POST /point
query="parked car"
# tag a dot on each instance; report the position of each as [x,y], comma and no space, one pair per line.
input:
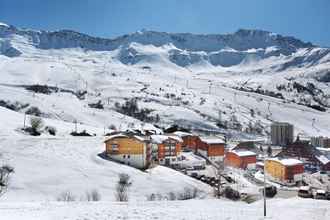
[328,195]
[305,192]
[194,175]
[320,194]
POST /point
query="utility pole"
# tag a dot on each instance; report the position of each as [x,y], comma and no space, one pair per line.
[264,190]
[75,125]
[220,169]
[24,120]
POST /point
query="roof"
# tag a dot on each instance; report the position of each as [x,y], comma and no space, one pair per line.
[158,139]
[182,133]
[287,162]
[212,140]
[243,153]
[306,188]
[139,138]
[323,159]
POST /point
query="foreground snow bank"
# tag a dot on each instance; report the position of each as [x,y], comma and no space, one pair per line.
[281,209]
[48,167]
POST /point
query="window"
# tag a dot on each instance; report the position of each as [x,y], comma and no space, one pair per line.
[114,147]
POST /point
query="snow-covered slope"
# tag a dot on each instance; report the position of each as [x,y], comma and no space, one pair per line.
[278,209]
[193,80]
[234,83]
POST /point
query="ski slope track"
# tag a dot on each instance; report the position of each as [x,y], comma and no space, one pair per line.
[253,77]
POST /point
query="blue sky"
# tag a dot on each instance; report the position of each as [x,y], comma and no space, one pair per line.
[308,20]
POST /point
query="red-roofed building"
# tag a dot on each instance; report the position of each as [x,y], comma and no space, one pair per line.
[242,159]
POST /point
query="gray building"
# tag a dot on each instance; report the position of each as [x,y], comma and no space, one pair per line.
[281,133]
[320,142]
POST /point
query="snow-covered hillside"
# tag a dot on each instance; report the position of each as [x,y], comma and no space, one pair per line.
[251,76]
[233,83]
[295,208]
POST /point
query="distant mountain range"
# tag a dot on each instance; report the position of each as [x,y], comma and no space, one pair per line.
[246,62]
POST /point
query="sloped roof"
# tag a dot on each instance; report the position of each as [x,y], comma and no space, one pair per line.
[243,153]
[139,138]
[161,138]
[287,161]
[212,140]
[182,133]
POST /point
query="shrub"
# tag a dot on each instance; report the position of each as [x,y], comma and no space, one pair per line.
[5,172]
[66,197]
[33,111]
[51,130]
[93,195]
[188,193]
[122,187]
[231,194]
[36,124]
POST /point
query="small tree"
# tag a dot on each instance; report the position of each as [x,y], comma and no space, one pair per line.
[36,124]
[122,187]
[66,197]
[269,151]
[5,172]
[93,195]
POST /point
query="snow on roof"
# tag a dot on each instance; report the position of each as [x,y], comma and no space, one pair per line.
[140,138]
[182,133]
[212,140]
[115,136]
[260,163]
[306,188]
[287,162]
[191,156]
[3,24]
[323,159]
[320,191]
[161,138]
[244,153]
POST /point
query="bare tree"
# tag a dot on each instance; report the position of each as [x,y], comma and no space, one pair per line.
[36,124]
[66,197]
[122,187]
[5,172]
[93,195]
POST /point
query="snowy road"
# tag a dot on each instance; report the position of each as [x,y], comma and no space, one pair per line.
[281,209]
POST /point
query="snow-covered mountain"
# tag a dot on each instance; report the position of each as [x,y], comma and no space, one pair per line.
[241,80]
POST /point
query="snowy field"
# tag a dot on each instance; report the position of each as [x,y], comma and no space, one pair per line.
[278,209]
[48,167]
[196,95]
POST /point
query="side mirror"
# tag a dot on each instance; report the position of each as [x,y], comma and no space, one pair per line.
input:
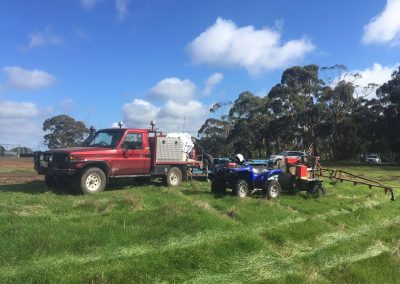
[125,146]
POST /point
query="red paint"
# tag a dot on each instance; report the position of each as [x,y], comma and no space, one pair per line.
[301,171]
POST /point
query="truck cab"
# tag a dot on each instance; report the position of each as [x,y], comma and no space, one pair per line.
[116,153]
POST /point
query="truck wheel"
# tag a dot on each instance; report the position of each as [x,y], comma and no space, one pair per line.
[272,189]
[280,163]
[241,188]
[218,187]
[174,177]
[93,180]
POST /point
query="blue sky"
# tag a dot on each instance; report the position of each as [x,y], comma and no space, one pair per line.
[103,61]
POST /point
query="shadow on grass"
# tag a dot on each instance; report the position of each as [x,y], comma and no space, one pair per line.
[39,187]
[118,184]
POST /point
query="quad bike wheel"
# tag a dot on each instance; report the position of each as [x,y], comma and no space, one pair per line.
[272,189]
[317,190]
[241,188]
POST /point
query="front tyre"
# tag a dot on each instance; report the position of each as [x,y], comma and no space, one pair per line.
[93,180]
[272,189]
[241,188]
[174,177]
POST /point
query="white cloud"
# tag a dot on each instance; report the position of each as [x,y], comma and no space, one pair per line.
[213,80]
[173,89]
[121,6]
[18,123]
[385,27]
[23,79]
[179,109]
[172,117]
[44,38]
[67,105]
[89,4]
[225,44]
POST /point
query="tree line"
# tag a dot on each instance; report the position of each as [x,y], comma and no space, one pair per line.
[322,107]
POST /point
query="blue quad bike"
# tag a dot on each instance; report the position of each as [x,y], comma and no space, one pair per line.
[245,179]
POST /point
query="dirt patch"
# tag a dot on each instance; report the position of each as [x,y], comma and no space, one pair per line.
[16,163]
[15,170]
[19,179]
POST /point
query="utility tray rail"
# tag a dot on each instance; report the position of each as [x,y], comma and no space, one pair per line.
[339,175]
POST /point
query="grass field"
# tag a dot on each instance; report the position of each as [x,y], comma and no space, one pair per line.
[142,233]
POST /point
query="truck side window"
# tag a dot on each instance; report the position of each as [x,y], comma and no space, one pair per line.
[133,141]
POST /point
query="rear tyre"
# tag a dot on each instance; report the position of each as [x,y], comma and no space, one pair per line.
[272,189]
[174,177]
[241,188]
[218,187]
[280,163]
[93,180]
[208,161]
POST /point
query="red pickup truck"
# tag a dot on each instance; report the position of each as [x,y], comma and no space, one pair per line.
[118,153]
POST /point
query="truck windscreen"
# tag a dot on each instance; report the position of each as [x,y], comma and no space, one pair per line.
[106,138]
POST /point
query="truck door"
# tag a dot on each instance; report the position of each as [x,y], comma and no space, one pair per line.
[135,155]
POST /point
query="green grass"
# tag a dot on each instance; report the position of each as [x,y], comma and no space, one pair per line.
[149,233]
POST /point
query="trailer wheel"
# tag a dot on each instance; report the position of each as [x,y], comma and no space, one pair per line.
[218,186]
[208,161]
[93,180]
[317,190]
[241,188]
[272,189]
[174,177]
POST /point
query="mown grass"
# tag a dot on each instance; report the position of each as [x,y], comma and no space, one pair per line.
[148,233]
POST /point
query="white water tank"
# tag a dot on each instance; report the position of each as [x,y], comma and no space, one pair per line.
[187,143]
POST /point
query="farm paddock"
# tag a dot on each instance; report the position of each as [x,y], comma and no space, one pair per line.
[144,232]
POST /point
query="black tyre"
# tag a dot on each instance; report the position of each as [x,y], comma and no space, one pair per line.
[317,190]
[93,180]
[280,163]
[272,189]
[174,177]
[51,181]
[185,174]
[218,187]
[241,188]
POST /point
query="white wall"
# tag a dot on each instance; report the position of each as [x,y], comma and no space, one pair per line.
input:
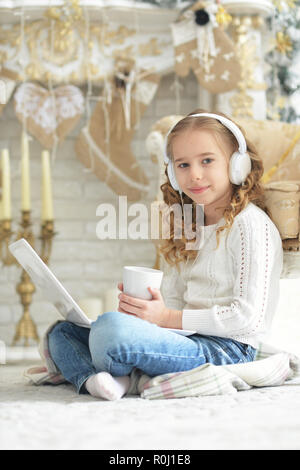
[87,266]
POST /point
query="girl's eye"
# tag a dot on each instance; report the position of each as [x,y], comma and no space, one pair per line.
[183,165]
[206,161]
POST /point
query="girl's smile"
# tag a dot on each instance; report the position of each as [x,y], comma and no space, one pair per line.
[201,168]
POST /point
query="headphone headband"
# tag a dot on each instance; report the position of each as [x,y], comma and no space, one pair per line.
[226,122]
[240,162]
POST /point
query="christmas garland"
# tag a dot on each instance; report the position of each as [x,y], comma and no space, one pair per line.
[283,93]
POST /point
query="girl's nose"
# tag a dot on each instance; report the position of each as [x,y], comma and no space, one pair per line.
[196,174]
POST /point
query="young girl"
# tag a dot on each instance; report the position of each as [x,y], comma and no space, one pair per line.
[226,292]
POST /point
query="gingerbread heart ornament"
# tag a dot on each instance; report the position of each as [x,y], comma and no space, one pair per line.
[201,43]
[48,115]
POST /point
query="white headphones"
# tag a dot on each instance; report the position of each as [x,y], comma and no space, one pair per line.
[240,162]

━━━━

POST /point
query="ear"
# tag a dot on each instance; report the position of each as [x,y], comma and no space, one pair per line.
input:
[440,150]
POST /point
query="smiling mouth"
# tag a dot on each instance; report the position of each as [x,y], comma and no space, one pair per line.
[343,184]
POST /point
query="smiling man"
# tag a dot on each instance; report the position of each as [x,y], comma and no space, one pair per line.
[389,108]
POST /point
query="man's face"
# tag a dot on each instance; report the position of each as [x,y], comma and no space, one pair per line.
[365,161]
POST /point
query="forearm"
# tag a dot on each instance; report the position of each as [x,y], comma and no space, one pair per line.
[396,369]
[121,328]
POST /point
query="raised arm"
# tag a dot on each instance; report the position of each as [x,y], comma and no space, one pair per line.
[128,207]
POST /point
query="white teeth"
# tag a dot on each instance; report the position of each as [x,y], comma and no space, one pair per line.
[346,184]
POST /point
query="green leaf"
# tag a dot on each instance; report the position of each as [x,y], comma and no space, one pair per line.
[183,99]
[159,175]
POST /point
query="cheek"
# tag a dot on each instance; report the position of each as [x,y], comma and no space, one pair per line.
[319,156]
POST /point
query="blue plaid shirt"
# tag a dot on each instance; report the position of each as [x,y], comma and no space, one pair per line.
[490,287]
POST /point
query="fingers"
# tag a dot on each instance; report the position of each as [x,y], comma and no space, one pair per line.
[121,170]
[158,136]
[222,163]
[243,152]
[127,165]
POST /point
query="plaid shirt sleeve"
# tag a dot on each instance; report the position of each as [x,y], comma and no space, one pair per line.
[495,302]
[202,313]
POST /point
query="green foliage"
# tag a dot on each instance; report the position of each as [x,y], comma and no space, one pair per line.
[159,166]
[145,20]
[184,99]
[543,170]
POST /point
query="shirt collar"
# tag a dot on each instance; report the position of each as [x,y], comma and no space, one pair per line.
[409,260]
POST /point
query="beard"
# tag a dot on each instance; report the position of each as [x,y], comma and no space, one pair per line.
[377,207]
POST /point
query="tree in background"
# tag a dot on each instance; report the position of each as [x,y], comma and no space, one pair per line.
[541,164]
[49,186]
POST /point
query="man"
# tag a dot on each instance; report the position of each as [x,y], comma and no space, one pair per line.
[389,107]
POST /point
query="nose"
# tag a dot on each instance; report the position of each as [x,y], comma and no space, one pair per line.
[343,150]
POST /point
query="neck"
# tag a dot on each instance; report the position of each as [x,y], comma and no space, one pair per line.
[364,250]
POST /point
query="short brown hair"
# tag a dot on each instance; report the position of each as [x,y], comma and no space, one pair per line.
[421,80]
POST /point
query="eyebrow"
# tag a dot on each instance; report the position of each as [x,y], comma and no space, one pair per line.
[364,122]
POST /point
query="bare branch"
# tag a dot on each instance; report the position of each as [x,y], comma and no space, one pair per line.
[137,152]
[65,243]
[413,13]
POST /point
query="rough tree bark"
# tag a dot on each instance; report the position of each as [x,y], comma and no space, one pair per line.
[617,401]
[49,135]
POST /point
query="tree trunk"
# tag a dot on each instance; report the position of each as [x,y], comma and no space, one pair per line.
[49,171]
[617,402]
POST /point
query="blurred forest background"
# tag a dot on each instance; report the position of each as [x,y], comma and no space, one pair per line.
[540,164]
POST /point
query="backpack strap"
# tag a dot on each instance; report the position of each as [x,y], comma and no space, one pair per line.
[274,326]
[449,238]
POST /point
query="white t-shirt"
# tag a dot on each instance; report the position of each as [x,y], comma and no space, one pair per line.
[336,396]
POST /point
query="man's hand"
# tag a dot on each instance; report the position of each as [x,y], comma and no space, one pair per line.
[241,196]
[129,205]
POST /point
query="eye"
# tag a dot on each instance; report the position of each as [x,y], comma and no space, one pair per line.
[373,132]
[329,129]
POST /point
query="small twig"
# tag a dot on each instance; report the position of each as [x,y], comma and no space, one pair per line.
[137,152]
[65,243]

━━━━

Short task: Report every line of the records that contains the word "white", copying each line in full.

Answer:
query="white cloud"
query="white water tank"
query="white wall"
query="white headphones"
query="white teeth"
query="white t-shirt"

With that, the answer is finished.